◆ TASK REQUIREMENTS: Among the records below, find each line bearing the word "face" and copy it.

◆ PROVIDED RECORDS:

########################################

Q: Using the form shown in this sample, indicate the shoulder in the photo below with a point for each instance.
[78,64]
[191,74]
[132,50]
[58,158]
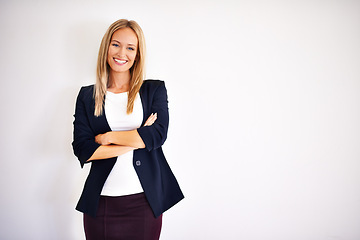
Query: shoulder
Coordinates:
[86,91]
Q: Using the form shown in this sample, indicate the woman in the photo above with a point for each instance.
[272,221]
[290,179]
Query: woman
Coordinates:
[130,184]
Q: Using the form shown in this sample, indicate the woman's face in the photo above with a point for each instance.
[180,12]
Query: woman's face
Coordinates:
[122,50]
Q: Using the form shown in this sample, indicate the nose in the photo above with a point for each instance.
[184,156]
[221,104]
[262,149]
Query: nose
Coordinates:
[122,51]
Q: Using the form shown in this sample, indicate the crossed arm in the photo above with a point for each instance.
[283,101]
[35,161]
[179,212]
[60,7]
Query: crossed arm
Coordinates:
[116,143]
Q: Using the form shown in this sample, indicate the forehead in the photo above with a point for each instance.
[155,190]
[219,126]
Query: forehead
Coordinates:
[125,36]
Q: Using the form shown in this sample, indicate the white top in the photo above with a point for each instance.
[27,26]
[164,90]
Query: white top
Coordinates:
[122,179]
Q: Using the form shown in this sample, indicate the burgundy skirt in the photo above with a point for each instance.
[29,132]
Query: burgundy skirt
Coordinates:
[123,218]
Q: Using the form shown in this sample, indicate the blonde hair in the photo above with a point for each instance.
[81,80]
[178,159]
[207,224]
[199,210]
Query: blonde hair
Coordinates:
[103,68]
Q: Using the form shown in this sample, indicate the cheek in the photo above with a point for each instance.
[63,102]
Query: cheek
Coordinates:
[133,55]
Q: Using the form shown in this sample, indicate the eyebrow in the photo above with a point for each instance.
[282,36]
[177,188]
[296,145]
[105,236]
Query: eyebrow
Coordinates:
[120,42]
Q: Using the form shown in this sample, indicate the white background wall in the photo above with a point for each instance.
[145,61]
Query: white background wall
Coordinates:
[264,99]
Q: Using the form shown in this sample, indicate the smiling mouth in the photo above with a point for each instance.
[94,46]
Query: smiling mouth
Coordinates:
[121,62]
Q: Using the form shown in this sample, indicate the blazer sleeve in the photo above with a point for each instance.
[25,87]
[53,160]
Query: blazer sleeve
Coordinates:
[84,144]
[155,135]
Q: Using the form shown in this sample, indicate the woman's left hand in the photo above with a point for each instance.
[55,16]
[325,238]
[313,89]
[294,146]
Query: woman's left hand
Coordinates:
[102,139]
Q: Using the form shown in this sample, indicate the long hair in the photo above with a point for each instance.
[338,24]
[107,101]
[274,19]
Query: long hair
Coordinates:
[103,68]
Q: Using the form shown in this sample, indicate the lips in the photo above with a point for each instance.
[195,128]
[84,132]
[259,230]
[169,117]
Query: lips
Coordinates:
[120,61]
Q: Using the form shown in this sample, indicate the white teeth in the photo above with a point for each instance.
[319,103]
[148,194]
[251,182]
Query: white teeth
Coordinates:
[120,61]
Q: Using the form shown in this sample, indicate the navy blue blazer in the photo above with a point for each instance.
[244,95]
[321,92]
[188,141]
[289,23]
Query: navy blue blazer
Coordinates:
[160,185]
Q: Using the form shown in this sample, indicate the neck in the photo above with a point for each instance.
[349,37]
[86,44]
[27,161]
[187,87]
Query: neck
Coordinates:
[119,81]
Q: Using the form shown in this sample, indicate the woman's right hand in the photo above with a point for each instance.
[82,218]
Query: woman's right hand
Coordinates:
[151,119]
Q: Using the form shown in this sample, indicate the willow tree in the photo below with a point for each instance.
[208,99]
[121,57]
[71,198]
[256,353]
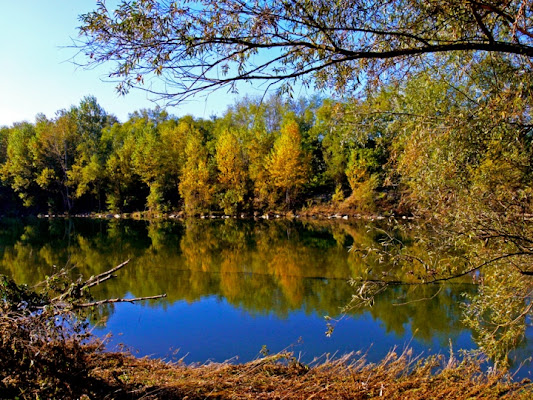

########################################

◆ ANSWER FOR THIS EXERCISE:
Q: Using the form shown in this sample, indicate the woman's face in the photo above with a point for each instance.
Query: woman's face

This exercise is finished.